── TEXTE À LIRE
Les proptechs poussent les murs du recrutement

« En 2020, nous avons recruté une soixantaine de nouveaux collaborateurs et, depuis le début de l’année, nous en accueillons entre 10 et 15 chaque mois. A ce rythme, nous devrions être 170 fin 2021. » Cette confidence de Thierry Vignal, le président de Masteos, illustre la vague qui porte en ce moment les « proptechs », les spécialistes de la tech appliquée à l’immobilier, malgré la crise sanitaire. Cette start-up, qui propose aux investisseurs locatifs un guichet unique intégrant la recherche d’un bien, sa rénovation et sa gestion, a vu l’an passé son chiffre d’affaires décupler à 2 millions d’euros, le cap des 10 millions devant être franchi fin 2021.
Pour accélérer la digitalisation des parcours, les proptechs cherchent à attirer des acheteurs et des vendeurs experts en immobilier. Elles embauchent aussi des profils tech. « Ces derniers mois, nous avons recruté une dizaine de développeurs ‘front’ et ‘back-end’, API, de ‘data scientists’ et de data ingénieurs », confirme Pierre Chapon, le président de Pretto, un courtier en crédit immobilier 100 % digital qui a enregistré une progression de 50 % du montant de ses crédits financés en 2020 pour dépasser le cap du milliard d’euros.
Ces jeunes pousses évoluant à la croisée de l’immobilier et du digital sont aussi très friandes de profils financiers. Fundimmo recrute ainsi des analystes. « Nous avons également une équipe de trois personnes dédiée à la relation avec les investisseurs », ajoute Jérémie Benmoussa, le président du directoire de cette plateforme fondée en 2015 pour alimenter en fonds propres les opérations des professionnels de l’immobilier. Homeloop, qui simplifie et accélère les transactions pour les propriétaires vendeurs en achetant leur bien à 92 % du prix du marché, a de son côté constitué un pôle dédié à la gestion des risques. « S’y côtoient des experts avec une dimension risques opérationnels, des diplômés d’écoles de commerce avec une spécialisation finance et un ‘data scientist’ », note Aurélien Gouttefarde, le président de cette start-up employant une quarantaine de collaborateurs à Paris, Lyon, Nantes, et Lille.
────
▶ [OBJECTIF A]: D'après le texte sur les proptechs, quel chiffre d'affaires Masteos a-t-elle atteint l'an passé ?
── DOCUMENTS FOURNIS
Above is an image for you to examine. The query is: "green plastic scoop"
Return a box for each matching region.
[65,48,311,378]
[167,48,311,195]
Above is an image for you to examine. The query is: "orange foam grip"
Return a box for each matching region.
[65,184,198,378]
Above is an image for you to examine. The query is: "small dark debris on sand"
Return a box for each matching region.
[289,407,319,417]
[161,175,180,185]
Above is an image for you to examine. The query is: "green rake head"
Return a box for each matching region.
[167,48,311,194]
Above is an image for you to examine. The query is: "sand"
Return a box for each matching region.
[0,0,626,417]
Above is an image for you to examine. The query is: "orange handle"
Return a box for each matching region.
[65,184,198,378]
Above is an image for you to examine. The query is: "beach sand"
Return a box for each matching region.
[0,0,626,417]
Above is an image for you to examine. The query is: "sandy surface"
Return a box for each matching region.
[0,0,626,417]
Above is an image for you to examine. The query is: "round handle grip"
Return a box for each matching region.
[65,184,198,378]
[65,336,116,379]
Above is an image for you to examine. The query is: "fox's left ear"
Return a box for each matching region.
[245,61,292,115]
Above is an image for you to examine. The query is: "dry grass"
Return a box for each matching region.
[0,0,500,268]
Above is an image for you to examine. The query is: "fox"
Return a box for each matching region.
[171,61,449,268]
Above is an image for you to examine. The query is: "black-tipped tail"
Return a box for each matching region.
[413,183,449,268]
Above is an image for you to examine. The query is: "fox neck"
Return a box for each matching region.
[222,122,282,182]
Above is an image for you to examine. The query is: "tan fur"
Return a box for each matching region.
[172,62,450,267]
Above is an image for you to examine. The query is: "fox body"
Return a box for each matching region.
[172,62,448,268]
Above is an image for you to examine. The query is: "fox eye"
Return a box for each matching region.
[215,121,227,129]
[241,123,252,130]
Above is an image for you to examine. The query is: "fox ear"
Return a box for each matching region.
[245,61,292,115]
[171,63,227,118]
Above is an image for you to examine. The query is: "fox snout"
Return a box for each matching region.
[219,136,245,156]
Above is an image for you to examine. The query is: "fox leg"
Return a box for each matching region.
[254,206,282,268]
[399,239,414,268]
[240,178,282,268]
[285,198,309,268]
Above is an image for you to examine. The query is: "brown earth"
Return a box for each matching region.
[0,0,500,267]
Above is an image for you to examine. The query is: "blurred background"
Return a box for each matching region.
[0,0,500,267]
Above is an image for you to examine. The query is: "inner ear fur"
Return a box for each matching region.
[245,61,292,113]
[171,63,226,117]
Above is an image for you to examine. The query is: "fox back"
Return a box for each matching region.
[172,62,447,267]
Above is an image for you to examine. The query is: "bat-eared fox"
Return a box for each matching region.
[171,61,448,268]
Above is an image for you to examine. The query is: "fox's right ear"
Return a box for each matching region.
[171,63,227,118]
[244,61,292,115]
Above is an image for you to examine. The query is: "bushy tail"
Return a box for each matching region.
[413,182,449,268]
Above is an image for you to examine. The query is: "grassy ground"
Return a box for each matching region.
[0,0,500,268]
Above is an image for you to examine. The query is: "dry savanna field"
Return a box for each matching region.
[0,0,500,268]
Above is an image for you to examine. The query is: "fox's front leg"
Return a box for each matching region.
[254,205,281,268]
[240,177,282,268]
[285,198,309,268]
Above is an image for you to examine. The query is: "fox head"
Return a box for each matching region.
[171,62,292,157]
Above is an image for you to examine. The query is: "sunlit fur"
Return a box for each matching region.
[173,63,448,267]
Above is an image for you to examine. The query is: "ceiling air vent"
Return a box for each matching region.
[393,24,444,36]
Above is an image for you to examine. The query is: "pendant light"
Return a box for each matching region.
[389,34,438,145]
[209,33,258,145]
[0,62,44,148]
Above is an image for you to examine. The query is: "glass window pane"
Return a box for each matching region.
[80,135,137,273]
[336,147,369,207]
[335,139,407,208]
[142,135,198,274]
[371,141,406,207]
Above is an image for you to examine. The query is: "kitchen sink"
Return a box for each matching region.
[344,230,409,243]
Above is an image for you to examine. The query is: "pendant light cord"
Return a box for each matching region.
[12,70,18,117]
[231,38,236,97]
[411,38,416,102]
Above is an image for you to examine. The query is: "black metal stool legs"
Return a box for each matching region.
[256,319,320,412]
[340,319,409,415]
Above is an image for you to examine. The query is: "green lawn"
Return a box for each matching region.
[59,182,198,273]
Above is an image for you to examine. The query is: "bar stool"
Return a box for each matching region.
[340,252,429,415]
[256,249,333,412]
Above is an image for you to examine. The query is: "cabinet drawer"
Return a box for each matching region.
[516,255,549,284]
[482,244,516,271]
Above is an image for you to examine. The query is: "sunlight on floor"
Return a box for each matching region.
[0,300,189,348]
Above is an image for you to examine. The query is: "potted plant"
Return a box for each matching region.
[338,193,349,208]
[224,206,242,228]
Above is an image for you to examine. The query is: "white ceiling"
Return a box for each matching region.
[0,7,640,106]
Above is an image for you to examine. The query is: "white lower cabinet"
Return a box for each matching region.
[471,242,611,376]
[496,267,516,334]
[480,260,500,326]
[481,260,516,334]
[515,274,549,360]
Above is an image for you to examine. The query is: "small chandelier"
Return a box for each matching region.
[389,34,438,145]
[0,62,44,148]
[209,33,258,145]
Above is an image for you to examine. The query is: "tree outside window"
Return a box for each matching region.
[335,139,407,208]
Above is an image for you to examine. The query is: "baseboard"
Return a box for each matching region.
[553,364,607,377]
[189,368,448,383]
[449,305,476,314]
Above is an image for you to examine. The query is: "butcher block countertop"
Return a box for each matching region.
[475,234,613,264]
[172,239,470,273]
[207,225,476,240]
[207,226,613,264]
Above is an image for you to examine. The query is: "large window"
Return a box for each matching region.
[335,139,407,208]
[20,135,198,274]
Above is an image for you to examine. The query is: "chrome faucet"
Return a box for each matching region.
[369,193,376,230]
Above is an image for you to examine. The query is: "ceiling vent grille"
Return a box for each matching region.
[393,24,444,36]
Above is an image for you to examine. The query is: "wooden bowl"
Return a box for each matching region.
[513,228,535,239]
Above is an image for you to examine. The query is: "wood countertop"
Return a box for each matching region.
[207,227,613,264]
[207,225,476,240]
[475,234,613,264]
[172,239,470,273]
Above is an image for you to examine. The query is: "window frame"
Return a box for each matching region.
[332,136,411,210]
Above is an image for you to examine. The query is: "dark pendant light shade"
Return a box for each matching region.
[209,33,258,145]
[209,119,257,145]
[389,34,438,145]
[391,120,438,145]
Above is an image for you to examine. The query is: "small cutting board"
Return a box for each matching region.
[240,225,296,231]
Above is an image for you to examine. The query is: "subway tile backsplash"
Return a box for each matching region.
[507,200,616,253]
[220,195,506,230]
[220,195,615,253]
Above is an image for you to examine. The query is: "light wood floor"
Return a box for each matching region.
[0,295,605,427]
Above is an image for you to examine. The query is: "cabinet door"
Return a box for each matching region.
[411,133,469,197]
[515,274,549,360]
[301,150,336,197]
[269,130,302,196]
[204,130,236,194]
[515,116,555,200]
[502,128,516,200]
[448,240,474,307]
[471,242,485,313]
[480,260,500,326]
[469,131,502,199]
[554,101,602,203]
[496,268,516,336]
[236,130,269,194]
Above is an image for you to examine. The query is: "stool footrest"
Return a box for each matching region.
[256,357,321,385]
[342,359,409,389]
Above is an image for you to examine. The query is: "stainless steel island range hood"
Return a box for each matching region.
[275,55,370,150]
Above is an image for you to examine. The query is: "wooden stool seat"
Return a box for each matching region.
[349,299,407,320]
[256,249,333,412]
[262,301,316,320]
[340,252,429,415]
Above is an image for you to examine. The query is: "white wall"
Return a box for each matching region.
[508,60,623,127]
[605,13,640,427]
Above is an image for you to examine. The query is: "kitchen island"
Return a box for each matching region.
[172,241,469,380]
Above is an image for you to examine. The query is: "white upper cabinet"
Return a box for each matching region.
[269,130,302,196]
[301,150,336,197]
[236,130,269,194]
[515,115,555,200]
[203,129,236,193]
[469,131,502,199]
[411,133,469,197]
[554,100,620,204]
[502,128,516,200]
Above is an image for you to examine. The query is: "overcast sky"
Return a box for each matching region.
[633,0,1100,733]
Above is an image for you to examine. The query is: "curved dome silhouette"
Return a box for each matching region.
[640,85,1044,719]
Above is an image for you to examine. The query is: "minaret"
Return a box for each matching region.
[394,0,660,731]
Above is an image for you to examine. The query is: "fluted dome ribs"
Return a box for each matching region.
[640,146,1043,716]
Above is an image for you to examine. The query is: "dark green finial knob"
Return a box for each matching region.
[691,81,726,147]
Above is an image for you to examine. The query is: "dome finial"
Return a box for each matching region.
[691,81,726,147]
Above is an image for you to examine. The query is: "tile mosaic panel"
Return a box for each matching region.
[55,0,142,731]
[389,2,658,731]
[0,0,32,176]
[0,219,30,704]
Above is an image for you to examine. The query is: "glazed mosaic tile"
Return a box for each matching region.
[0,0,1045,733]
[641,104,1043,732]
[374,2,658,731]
────
▶ [OBJECTIF B]: Mettez en liste numérotée les lignes des enregistrements, de leur toute première ligne jusqu'à celle qui contient « [161,175,180,185] », cette dernière comprise. Omettez les lignes vides.

▶ [RÉPONSE A]: 2 millions d'euros.

▶ [RÉPONSE B]:
1. Above is an image for you to examine. The query is: "green plastic scoop"
2. Return a box for each matching region.
3. [65,48,311,378]
4. [167,48,311,195]
5. Above is an image for you to examine. The query is: "orange foam grip"
6. Return a box for each matching region.
7. [65,184,198,378]
8. Above is an image for you to examine. The query is: "small dark debris on sand"
9. Return a box for each matching region.
10. [289,407,319,417]
11. [161,175,180,185]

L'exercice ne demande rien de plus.